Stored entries
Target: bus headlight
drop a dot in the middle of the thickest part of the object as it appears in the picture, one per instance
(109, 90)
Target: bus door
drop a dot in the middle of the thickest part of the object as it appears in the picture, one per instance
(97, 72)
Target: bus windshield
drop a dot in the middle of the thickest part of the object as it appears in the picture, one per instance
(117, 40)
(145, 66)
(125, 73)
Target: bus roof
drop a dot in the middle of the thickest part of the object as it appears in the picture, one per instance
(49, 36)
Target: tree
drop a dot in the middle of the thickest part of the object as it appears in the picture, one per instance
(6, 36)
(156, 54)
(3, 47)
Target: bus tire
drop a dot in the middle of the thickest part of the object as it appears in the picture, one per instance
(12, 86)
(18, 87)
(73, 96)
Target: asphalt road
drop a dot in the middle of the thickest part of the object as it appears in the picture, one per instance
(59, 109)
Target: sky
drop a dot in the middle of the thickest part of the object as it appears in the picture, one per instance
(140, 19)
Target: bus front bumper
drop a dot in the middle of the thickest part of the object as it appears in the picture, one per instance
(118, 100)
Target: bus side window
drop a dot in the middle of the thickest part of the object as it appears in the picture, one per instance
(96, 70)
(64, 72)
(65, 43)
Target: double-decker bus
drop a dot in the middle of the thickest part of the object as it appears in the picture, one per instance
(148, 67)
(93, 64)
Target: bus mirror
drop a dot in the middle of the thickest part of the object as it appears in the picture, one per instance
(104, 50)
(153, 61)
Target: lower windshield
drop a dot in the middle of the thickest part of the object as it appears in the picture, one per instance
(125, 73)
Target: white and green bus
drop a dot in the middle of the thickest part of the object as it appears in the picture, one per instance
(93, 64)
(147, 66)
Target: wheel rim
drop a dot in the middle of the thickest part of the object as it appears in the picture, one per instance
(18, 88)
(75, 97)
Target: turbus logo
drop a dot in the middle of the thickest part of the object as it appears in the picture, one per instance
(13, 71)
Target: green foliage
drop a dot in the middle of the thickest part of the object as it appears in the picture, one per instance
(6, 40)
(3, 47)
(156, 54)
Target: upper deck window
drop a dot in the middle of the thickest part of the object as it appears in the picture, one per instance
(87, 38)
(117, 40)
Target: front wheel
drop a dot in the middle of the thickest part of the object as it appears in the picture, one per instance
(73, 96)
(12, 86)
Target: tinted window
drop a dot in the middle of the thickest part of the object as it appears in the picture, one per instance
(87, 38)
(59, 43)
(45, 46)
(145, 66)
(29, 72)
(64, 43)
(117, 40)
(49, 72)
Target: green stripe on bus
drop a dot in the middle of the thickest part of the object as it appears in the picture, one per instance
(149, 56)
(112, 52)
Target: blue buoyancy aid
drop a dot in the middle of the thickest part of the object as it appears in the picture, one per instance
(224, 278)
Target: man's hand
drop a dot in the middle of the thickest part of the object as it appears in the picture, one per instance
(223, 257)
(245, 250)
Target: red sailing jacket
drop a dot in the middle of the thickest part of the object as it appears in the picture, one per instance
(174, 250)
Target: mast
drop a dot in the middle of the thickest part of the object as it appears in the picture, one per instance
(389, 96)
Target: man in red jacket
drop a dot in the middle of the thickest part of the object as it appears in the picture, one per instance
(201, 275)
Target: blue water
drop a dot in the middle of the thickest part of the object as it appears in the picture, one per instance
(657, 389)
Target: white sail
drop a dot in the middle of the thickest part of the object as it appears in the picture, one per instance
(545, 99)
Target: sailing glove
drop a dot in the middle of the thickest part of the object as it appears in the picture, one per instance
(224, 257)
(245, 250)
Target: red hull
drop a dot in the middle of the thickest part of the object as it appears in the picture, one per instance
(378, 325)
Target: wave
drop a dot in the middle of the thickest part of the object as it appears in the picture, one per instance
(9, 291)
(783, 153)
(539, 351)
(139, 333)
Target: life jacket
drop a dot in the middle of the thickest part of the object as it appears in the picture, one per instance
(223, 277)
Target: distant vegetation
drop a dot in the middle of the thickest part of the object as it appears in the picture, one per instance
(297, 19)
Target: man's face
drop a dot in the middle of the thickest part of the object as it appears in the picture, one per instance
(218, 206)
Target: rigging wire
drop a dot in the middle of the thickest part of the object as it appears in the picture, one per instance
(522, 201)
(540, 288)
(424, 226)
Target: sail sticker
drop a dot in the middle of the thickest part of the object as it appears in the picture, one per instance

◆ WORK TO BE COMPLETED ◆
Take every line above that includes "windshield" and list it.

◆ RESPONSE TO THIS TASK ◆
Target: bus windshield
Target: lower windshield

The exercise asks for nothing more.